Provided data Start Marker

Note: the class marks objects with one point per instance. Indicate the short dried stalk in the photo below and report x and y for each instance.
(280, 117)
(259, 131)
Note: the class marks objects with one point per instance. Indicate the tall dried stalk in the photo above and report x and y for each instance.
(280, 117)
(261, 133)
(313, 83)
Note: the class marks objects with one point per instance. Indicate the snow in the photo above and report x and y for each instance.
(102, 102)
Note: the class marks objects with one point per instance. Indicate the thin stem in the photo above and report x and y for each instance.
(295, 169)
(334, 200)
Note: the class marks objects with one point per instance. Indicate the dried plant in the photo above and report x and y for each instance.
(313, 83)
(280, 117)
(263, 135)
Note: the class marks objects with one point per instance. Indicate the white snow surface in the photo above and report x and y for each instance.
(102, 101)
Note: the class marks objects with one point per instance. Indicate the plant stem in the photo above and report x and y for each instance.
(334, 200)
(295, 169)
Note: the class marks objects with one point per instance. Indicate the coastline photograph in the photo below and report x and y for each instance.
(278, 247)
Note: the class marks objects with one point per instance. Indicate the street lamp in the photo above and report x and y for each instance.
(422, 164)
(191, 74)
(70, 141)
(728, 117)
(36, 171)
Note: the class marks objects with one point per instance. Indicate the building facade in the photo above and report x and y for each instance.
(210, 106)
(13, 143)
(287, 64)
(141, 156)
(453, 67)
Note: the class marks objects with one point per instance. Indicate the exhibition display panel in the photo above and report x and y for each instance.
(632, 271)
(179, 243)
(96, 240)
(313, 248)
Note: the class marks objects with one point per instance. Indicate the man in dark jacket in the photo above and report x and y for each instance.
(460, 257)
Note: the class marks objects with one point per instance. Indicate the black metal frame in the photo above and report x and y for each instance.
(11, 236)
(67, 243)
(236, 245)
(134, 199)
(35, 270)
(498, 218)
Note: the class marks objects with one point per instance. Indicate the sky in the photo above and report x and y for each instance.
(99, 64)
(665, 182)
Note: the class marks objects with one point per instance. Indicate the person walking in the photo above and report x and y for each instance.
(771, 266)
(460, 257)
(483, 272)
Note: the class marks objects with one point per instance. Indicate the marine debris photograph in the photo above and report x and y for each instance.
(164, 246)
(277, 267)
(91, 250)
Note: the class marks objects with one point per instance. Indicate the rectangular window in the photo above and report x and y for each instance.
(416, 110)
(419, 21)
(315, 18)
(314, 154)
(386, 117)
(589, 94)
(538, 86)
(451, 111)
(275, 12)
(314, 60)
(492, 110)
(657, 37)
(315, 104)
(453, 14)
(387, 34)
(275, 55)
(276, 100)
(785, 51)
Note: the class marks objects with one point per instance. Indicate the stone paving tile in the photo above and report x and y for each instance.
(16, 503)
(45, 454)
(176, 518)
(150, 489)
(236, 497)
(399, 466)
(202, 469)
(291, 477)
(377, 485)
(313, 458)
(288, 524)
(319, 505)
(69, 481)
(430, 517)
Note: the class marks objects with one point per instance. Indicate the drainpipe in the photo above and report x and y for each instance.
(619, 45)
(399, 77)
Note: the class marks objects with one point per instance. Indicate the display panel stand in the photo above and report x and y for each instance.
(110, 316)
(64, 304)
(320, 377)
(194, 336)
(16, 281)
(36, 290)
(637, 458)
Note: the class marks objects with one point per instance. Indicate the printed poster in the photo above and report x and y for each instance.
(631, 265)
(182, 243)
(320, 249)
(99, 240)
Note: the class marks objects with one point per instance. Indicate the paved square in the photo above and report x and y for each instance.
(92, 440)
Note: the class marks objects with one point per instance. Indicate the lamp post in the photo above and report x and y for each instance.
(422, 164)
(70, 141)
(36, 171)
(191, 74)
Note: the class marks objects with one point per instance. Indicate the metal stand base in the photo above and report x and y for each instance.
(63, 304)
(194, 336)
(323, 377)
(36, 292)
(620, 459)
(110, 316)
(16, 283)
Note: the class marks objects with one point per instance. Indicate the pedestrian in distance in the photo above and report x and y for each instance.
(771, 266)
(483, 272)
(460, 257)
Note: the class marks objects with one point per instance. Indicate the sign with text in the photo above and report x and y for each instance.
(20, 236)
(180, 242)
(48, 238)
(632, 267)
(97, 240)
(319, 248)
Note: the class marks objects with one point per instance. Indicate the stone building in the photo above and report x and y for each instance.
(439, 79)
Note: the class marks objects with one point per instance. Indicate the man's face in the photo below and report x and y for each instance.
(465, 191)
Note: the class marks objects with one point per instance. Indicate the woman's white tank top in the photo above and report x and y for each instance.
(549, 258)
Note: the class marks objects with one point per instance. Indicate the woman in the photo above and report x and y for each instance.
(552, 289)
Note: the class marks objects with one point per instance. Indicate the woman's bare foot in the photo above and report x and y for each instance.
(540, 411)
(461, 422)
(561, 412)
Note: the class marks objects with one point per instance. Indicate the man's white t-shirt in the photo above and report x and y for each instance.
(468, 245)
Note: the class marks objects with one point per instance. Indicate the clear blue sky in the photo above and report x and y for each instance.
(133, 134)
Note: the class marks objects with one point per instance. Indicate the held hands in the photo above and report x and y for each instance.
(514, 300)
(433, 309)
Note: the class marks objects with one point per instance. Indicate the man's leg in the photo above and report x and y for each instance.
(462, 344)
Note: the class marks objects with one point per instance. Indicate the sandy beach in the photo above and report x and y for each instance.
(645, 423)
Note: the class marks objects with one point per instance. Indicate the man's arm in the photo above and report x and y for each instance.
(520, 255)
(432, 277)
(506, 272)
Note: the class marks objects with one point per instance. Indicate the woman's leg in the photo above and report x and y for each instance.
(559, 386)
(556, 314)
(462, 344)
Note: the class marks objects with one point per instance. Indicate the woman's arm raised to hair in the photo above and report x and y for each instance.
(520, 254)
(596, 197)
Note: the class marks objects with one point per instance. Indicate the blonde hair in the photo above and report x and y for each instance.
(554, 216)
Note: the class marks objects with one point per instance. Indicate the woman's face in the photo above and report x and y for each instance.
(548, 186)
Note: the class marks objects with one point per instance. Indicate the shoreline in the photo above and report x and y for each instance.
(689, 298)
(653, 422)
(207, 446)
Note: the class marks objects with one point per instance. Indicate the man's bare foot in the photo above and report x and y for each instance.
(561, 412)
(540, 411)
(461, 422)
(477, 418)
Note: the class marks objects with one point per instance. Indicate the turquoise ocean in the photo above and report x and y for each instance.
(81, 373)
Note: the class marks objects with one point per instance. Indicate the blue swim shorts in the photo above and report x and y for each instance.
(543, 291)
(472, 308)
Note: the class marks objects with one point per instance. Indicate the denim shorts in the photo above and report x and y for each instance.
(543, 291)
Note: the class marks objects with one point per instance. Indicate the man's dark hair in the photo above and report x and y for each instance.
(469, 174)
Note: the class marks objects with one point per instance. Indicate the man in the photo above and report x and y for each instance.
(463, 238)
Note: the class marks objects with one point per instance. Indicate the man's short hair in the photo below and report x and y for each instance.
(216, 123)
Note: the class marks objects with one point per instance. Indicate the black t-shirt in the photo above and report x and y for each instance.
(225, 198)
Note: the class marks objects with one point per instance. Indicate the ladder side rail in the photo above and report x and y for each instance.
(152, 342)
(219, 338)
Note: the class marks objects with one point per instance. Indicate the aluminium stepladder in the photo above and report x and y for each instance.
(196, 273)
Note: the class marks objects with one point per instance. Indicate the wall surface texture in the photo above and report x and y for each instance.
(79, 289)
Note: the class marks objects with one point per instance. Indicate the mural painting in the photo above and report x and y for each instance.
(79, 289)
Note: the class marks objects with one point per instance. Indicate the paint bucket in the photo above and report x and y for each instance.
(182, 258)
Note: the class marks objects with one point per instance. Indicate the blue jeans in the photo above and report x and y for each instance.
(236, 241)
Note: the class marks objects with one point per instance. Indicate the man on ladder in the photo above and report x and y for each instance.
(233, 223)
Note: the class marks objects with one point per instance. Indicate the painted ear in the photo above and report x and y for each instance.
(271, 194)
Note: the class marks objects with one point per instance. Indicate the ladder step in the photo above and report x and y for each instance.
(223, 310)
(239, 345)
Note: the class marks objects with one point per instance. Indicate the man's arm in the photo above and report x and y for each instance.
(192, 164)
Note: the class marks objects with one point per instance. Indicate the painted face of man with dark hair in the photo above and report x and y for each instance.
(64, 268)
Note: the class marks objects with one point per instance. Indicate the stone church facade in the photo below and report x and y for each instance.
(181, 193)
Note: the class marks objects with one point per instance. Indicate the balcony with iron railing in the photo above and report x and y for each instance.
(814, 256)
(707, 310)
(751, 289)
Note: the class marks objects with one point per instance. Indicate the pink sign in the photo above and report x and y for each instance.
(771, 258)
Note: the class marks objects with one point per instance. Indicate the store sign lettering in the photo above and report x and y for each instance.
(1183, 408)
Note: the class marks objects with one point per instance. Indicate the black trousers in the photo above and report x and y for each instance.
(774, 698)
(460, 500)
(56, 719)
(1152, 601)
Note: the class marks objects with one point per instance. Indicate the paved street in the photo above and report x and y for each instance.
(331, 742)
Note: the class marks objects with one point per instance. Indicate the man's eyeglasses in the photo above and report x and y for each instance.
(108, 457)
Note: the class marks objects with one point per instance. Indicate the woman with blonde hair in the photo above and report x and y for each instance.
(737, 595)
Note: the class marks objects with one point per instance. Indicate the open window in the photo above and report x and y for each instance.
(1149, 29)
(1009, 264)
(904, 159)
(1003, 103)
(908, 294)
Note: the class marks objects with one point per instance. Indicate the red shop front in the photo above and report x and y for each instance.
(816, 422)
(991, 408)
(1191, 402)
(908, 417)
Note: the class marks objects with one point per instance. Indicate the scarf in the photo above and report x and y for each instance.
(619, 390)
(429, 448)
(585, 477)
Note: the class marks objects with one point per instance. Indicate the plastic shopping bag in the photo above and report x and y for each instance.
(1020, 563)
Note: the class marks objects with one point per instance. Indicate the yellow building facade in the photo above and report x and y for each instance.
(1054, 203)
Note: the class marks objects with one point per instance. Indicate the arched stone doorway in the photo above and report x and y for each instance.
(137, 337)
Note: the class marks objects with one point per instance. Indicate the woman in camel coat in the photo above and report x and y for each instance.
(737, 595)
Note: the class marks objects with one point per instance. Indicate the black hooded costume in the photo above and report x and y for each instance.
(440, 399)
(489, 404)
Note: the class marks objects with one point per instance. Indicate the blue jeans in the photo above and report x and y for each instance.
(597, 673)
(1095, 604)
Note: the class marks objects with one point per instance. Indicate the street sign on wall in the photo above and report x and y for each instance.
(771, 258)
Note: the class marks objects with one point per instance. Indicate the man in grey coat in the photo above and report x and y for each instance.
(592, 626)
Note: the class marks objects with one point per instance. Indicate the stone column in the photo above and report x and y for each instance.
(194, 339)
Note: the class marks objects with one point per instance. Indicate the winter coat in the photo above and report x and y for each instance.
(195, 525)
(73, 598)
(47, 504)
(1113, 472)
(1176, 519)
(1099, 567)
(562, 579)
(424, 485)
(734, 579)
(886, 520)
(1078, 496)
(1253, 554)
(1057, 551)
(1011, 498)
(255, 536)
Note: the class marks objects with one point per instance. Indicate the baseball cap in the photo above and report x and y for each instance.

Provided data End Marker

* Exercise requirements: Nothing from before the line containing "Indicate the winter" should appear; copy that line and each one after it through the last line of the entries, exactly.

* Response to this task:
Note: the class marks objects with one point per instance. Indicate the winter coat in the photo above and report x and y for each instance.
(195, 525)
(73, 598)
(47, 504)
(1113, 472)
(1176, 519)
(1099, 567)
(562, 579)
(424, 485)
(734, 579)
(886, 520)
(1078, 496)
(1253, 554)
(1057, 551)
(1011, 498)
(255, 536)
Note: the class marks objects with one point per instance. Indicate the baseball cap in the photo above and report x and y for each instance.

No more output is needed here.